- To do: Filter the listing below down to the lines containing the word "locate".

- Records for processing:

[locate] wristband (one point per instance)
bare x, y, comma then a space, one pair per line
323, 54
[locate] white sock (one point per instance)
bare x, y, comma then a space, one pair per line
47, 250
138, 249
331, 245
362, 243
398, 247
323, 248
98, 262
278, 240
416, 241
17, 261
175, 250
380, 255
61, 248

- Response to the task:
[locate] wristband (one point per instance)
[locate] white sock (one point per instance)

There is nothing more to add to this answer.